• _SHORT TASK 1_:
Translate this sentence from the article on Veven into Spanish: "The word “veven” meaning “web” in English and “ağ” in Turkish, references the wood wide web, a term that points to fungi and mycorrhizal connections."
• _SHORT TASK 2_:
Please repeat the article on Veven from "Communication is a" up to and including "için buraya tıklayınız.".

• _SELECTION_:

From Roots to Stage: The Wood Wide Web – Veven

Communication is a phenomenon inherent to all agents in nature,

and in the wood wide web, it is the threads

that make it visible.

Veven is a children’s theater piece first performed in Oslo by the Norwegian theater collective Pleiade.[1] The word “veven” meaning “web” in English and “ağ” in Turkish, references the wood wide web, a term that points to fungi and mycorrhizal connections. In this paper, I will invite the actors of the wood wide web from the soil to the stage and analyze Veven through a posthumanist lens.[2] I’d like to thank Azranur Elif Sucuoğlu for the proofreading of the Turkish version. Türkçe versiyon için buraya tıklayınız.

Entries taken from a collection

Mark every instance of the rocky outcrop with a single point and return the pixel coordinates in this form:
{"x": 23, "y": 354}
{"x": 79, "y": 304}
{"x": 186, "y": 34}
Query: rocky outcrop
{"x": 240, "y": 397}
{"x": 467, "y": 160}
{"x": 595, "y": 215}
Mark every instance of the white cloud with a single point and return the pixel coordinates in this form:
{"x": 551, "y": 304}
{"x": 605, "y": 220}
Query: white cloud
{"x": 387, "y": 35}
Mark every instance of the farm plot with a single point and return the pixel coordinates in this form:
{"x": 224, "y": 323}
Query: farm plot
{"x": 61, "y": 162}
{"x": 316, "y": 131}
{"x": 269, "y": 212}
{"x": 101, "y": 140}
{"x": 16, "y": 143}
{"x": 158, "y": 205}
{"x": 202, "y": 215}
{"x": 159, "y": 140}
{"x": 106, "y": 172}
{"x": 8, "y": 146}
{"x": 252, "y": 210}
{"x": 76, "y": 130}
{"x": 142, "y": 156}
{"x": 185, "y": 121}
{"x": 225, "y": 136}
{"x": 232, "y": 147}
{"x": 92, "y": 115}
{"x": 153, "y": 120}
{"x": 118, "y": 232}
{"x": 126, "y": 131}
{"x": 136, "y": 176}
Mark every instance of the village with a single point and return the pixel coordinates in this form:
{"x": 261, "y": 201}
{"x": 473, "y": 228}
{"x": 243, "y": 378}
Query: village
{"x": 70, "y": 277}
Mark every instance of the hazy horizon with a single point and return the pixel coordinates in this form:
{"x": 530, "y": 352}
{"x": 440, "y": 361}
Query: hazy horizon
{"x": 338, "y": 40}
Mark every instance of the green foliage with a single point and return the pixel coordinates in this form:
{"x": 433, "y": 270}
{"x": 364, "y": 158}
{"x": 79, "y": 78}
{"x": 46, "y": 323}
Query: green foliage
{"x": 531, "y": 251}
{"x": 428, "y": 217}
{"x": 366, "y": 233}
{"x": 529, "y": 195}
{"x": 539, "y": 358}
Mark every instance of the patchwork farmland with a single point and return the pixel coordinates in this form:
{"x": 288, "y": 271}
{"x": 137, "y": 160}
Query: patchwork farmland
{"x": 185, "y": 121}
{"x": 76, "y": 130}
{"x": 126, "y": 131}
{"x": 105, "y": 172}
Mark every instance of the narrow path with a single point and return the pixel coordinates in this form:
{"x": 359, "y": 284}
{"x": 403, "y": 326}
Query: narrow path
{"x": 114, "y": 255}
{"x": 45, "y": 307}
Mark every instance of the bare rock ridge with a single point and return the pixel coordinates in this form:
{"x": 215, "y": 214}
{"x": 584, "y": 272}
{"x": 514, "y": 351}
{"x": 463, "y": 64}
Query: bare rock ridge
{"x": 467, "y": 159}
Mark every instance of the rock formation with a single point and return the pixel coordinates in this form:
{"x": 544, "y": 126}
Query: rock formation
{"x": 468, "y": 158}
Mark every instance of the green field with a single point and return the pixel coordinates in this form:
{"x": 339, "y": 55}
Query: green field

• _WRITTEN ANSWER 1_:
La palabra «veven», que significa «web» en inglés y «ağ» en turco, hace referencia a la «wood wide web», un término que alude a los hongos y a las conexiones micorrícicas.

• _WRITTEN ANSWER 2_:
Communication is a phenomenon inherent to all agents in nature,

and in the wood wide web, it is the threads

that make it visible.

Veven is a children’s theater piece first performed in Oslo by the Norwegian theater collective Pleiade.[1] The word “veven” meaning “web” in English and “ağ” in Turkish, references the wood wide web, a term that points to fungi and mycorrhizal connections. In this paper, I will invite the actors of the wood wide web from the soil to the stage and analyze Veven through a posthumanist lens.[2] I’d like to thank Azranur Elif Sucuoğlu for the proofreading of the Turkish version. Türkçe versiyon için buraya tıklayınız.